**課題**: 映画の感想文の「救命ボートに残された人間と動」から「生きるということは「本能と理性の共存戦争」である。」までの部分を、一字も変えずに返してもらえますか。

##### 本文抜粋

この映画の情報を軽く読んだのは映画をみた前日、その数日前に書いた当ブログ、前回の記事。もちろん映画を観る前に書いたブログ内容が、俺のこの映画の感想としても成立してない??ってくらいの一致さ。ちょっと自分の中で驚いた。

 

救命ボートに残された人間と動物たち…ノアの方舟を連想させるファンタジックな設定に、おそらく哲学的なテーマであろうとの想像はつく。

 

人間が生きていくために必要なもの…最も大事なひとつを挙げるとすれば「本能」だ。「絶対に生きる。生きぬく。」生存本能に他ならない。

 

かたや「人間が人間である所以」これは理性。

 

生きるということは「本能と理性の共存戦争」である。

共存する必要がある、しかし、戦う必要もある。

両者のバランスが大きく崩れたときに、人間は崩壊する。

 

主人公・パイ=理性、虎=本能。単純にそう思って、この映画を見進めても、それはそれで成立する。自分が活きるためには、相手も活かす必要がある。そんな関係性として観ても、普通に面白い。

 

暗い海で戦うパイの姿に勇気をもらい、もし、そのまま終わっても「良い映画だった。」となる。

 

ところが、最後に…まったく違う解釈に引きづり込まれるところがこの映画の凄いところ。最初から、勘の良い人なら気づく伏線はありまくり、それが結末に向かうにつれ、ん?なんかおかしいぞ…と、なってきます。

 

パイ=理性、虎=本能、俺の見立ては大筋では合っていた。しかし、虎=「パイ自身の本能」と来たから、ひっくり返った。

 

そこからの感想は、前回のブログで書いたことに近い。

 

真実なんて…実はさほど重要ではない。

真実よりも大事ななにかがある。

 

それにしても、映画を観た後にあらためてポスターを見たら、その秀逸な作りに感服した。このポスターの構図、キャッチコピー…ポスターの中に、映画の「答え」が示唆してあるじゃないか。

 

パイと虎との位置関係。

「なぜ少年は生きることができたのか?」とのコピー。

映画を観る前と後で、まったく違った意味に聞こえる。

この「謎かけ」は凄すぎる。作った人すごい。

 

好きな人は大好き、

嫌いな人にしたら面白くもなんともない映画、となるのかな?哲学的な事を考えるのが好きな人なら、絶対にハマる。

 

おまけ的に3D駆使の映像も幻想的でめっちゃキレイですよ。

##########
##### 入力データ

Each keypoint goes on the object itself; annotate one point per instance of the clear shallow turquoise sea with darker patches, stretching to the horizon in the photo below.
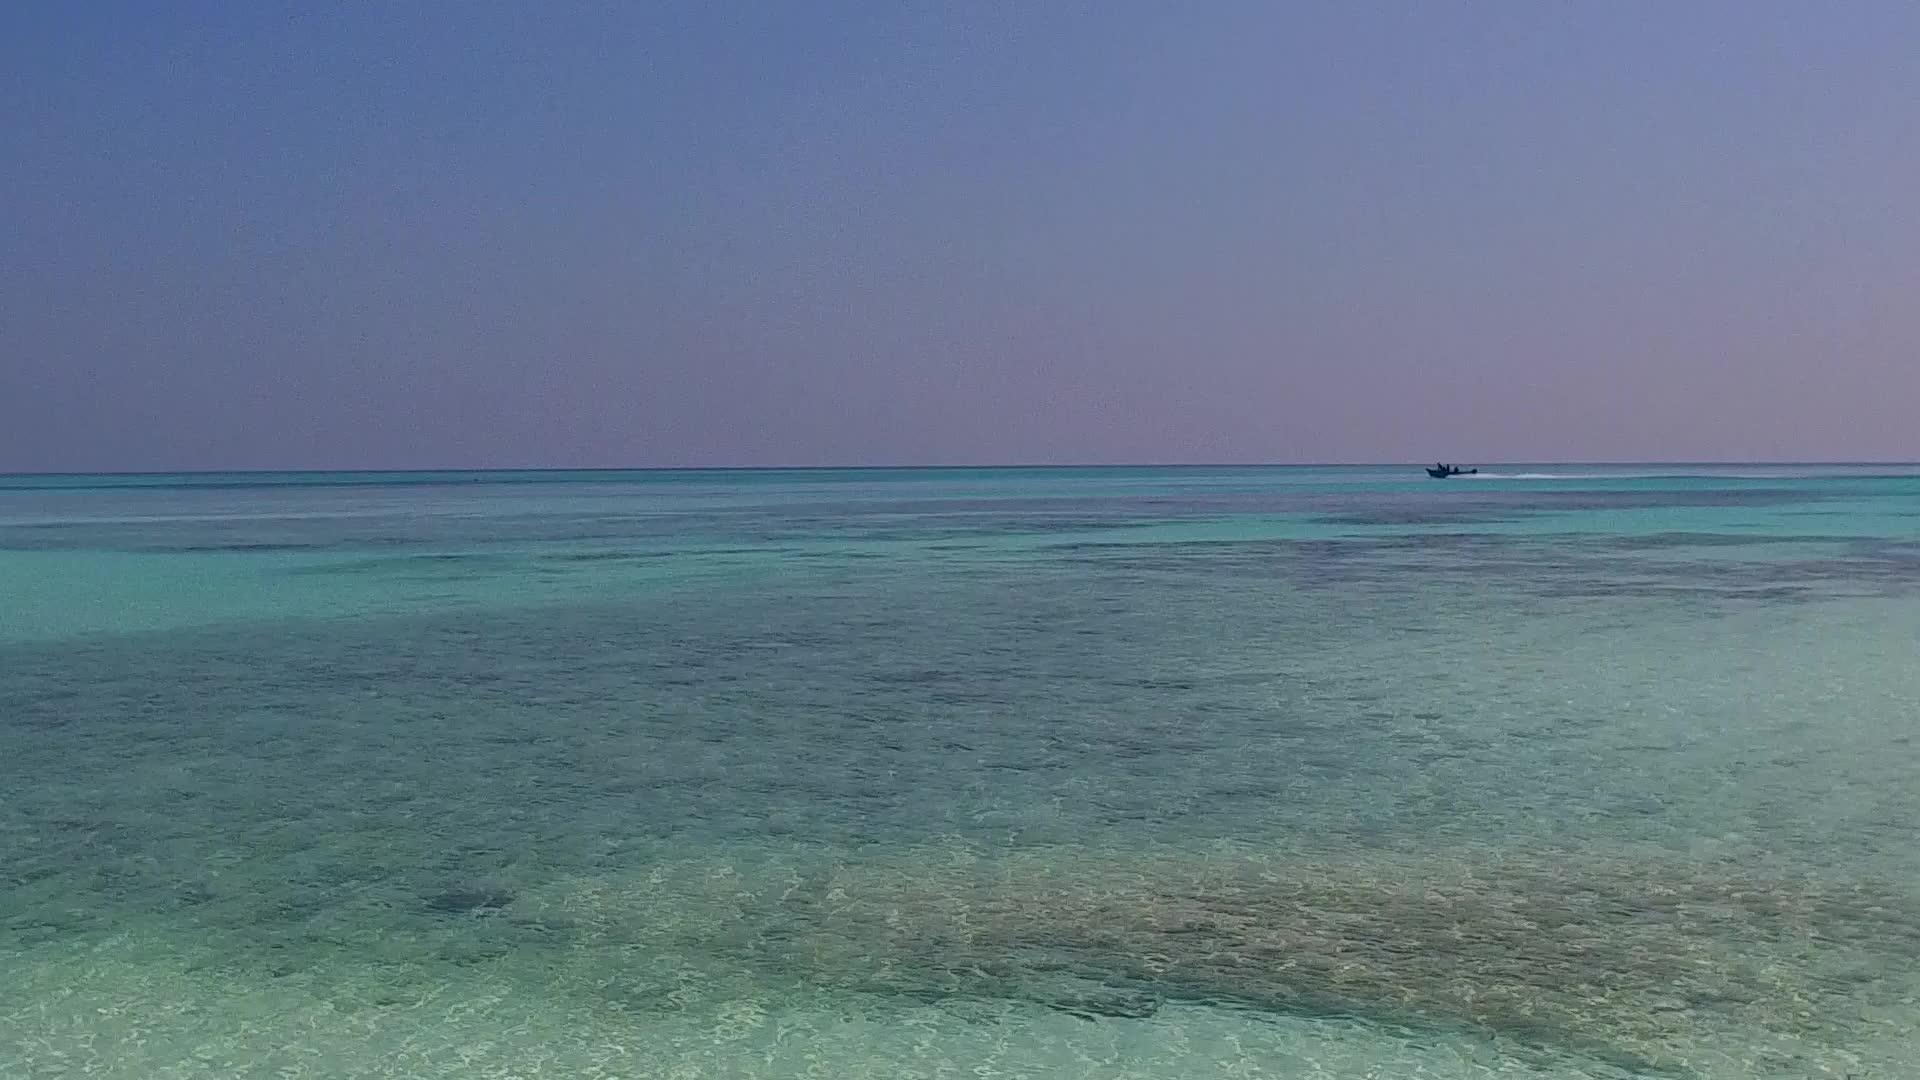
(963, 773)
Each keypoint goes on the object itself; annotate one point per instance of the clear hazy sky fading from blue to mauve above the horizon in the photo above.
(650, 235)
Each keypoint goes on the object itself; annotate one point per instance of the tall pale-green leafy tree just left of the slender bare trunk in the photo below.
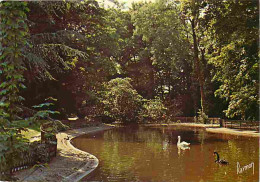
(167, 48)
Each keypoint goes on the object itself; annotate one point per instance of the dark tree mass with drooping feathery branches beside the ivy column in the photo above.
(72, 46)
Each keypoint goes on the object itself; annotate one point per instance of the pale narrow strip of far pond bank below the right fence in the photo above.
(214, 128)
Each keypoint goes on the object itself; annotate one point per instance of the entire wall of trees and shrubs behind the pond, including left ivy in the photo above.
(165, 57)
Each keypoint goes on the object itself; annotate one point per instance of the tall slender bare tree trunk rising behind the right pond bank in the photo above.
(199, 72)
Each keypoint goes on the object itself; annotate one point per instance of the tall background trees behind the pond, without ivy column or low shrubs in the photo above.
(180, 51)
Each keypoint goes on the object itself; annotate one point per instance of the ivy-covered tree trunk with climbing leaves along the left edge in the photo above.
(13, 41)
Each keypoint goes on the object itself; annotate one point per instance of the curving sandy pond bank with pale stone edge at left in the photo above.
(71, 164)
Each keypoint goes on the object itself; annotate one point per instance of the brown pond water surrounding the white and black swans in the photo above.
(139, 153)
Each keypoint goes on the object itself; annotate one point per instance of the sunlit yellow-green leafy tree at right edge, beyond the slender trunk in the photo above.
(233, 28)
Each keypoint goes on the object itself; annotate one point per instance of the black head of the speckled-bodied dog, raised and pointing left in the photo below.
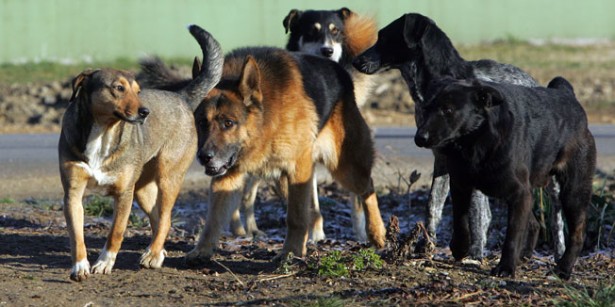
(398, 43)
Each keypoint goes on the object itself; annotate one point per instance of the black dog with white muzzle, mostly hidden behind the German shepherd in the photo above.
(338, 35)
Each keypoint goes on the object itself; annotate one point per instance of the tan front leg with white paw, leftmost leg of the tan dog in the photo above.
(74, 181)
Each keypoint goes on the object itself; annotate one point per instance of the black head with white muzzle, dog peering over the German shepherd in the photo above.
(320, 33)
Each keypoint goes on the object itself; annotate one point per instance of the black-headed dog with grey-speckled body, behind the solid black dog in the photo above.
(422, 52)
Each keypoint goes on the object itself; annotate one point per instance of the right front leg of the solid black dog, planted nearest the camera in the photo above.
(519, 208)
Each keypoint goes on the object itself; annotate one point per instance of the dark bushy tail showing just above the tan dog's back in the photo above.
(157, 75)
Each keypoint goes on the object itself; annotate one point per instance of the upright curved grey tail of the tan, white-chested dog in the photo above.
(211, 70)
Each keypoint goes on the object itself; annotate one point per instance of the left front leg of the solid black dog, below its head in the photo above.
(460, 242)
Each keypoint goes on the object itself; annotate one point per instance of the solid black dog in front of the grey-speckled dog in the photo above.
(504, 140)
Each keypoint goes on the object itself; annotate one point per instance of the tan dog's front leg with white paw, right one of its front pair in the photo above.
(106, 259)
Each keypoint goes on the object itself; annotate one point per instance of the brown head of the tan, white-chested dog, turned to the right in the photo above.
(110, 95)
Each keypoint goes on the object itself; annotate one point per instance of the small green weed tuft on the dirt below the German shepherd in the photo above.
(338, 264)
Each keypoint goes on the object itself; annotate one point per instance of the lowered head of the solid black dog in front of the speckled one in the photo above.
(453, 109)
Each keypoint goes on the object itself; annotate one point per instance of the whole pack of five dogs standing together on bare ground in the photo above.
(265, 113)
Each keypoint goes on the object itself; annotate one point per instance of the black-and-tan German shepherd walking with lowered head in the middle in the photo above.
(274, 115)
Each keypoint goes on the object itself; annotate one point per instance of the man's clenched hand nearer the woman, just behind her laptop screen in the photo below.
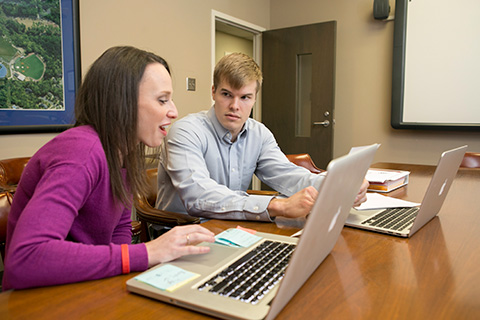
(298, 205)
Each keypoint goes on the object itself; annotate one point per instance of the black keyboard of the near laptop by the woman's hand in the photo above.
(251, 277)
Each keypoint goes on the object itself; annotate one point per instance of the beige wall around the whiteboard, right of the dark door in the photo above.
(363, 81)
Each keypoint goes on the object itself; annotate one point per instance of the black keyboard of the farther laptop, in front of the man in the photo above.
(393, 218)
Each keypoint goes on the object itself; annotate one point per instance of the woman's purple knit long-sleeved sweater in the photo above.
(64, 225)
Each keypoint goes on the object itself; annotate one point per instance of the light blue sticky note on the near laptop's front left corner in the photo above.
(167, 277)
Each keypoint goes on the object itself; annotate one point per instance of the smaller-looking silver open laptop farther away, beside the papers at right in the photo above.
(404, 222)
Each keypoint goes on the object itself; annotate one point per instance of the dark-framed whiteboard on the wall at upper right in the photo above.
(436, 65)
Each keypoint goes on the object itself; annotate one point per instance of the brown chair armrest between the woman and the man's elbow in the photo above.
(147, 213)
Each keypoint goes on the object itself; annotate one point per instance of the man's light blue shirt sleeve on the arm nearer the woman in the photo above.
(199, 193)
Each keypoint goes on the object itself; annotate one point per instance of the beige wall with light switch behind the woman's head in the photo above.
(178, 30)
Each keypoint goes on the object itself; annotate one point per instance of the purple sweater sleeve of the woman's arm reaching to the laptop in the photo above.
(40, 252)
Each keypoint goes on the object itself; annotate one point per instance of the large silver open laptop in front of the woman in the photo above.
(209, 294)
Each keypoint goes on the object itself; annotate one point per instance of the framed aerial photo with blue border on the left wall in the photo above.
(53, 115)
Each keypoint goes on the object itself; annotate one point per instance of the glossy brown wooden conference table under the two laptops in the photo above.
(433, 275)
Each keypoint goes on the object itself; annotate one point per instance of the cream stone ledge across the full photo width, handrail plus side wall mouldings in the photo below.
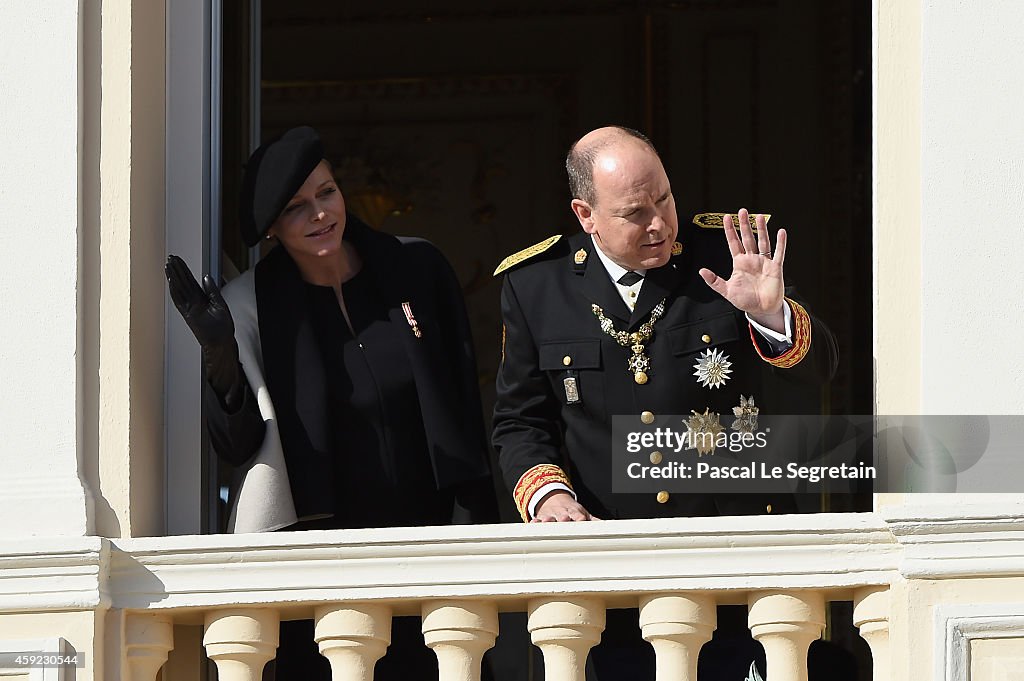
(943, 540)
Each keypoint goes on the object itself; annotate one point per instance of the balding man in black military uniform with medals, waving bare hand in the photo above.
(624, 320)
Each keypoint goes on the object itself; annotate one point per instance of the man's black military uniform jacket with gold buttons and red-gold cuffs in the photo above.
(549, 322)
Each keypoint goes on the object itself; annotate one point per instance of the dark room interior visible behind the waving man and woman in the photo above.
(451, 123)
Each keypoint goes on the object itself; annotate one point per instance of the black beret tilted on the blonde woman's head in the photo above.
(274, 175)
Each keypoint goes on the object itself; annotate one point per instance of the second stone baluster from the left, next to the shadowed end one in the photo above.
(241, 642)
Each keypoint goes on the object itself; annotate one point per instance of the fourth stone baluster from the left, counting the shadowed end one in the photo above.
(459, 633)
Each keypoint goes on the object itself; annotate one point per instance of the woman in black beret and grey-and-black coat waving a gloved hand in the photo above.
(344, 363)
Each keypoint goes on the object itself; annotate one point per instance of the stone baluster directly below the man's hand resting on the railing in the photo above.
(566, 630)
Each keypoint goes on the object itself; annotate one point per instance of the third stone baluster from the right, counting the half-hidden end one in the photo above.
(677, 626)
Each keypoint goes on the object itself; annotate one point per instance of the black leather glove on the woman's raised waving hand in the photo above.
(206, 314)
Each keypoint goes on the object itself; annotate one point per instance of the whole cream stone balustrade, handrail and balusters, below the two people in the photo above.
(565, 577)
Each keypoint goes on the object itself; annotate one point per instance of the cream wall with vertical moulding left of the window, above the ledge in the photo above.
(82, 191)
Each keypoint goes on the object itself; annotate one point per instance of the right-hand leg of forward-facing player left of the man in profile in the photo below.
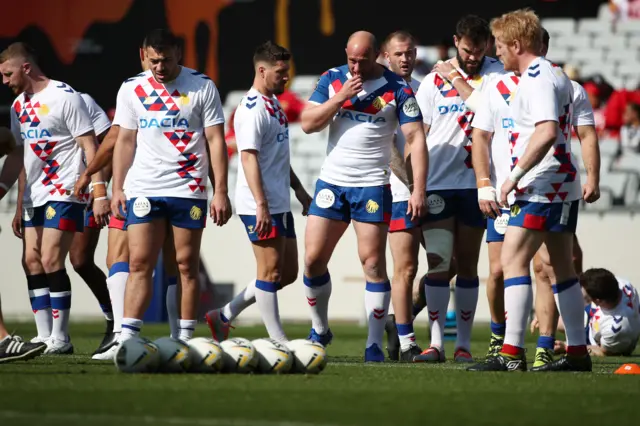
(187, 246)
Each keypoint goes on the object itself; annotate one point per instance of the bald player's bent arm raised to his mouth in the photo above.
(321, 108)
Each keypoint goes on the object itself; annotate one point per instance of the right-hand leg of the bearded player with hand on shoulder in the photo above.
(467, 253)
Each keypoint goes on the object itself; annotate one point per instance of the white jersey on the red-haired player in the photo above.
(545, 94)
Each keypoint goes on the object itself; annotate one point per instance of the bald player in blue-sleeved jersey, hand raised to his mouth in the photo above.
(363, 103)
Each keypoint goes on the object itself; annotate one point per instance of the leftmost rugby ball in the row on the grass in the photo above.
(137, 355)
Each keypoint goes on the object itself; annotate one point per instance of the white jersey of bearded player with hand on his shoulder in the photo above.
(449, 136)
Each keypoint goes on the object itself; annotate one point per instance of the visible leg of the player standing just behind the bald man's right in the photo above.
(404, 250)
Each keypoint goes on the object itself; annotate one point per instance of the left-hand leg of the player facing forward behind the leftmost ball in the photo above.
(145, 242)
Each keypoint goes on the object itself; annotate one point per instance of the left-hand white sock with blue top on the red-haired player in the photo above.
(518, 299)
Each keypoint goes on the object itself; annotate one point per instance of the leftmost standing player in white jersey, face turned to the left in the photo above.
(52, 120)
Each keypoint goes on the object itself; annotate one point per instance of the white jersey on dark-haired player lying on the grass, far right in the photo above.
(618, 329)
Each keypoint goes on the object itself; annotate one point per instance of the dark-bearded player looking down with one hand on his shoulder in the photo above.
(448, 99)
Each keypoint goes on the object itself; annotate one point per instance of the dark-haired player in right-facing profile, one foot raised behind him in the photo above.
(262, 193)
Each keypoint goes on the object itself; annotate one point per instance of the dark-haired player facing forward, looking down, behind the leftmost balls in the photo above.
(172, 119)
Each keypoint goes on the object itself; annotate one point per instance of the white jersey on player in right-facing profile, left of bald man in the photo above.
(261, 124)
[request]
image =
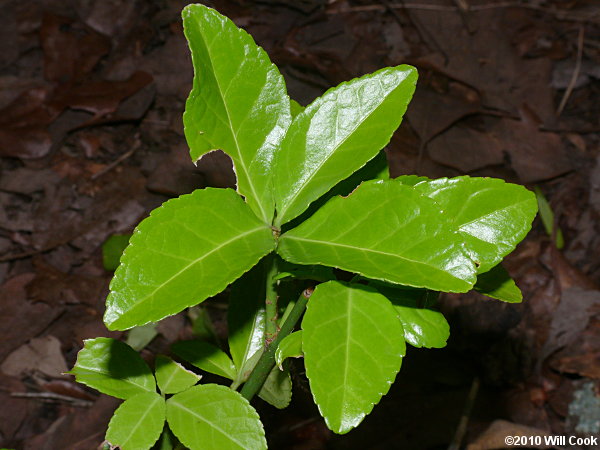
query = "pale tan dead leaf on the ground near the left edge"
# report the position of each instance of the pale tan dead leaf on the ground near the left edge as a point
(42, 354)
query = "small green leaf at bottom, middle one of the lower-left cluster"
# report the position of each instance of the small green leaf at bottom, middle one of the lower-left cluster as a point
(138, 422)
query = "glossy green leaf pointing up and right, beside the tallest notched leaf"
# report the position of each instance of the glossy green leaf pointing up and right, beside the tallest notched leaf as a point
(337, 134)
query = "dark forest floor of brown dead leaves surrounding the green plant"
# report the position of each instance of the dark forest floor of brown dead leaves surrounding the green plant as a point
(91, 140)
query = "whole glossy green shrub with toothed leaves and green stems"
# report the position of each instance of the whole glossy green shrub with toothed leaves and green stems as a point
(313, 194)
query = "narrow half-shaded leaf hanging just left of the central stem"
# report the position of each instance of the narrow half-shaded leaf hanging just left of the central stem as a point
(246, 321)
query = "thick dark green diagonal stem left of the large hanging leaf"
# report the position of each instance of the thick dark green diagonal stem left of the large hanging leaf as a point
(267, 360)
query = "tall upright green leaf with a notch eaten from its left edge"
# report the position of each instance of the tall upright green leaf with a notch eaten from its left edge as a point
(238, 103)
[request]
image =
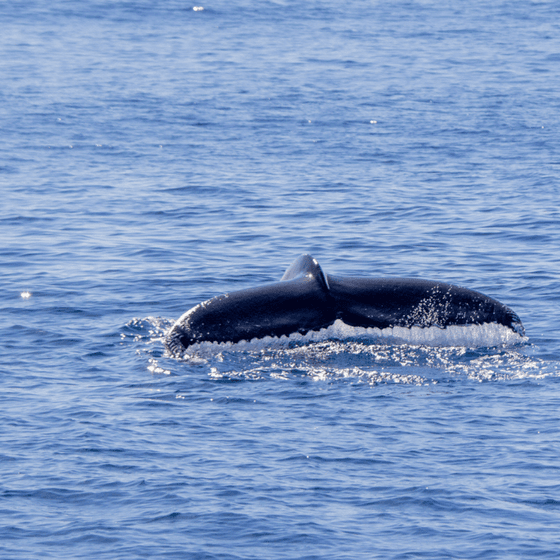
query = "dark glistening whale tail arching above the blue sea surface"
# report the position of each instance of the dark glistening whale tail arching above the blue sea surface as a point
(306, 299)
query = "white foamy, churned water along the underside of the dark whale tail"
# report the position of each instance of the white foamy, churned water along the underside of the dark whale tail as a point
(340, 353)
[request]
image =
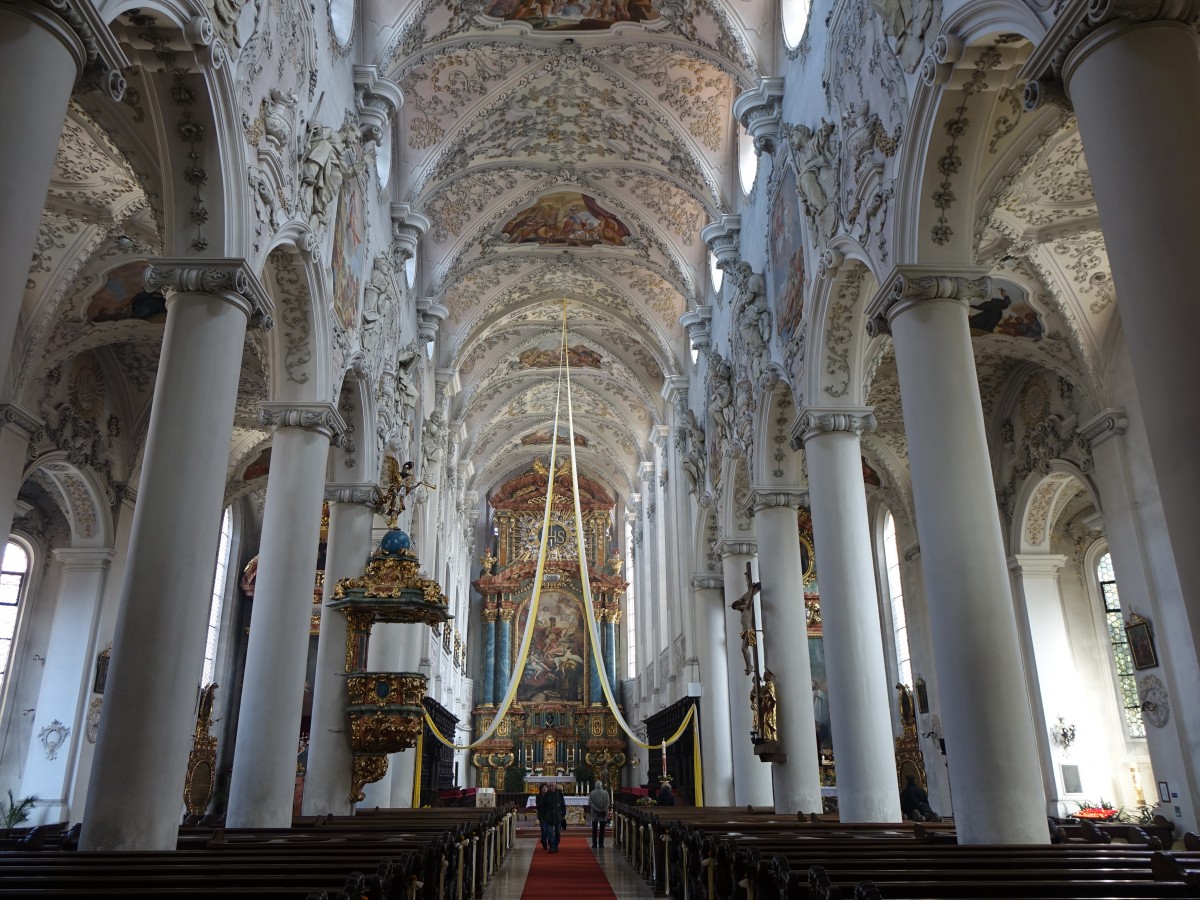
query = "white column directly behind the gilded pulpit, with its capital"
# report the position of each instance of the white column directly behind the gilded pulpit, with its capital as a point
(327, 788)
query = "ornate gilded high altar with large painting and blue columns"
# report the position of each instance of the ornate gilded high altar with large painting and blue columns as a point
(560, 722)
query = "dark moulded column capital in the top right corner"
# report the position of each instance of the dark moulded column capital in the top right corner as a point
(1082, 26)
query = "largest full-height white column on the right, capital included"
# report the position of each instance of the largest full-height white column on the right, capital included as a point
(999, 797)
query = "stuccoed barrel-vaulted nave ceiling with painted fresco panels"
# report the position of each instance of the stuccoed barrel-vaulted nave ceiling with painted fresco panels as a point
(567, 151)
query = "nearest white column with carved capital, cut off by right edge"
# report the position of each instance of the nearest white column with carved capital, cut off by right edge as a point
(1133, 85)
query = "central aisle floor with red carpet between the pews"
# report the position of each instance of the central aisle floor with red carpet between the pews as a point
(577, 872)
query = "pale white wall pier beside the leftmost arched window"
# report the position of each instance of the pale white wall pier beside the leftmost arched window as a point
(62, 701)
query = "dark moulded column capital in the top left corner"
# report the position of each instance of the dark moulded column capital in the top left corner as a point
(87, 37)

##########

**解答**:
救命ボートに残された人間と動物たち…ノアの方舟を連想させるファンタジックな設定に、おそらく哲学的なテーマであろうとの想像はつく。

 

人間が生きていくために必要なもの…最も大事なひとつを挙げるとすれば「本能」だ。「絶対に生きる。生きぬく。」生存本能に他ならない。

 

かたや「人間が人間である所以」これは理性。

 

生きるということは「本能と理性の共存戦争」である。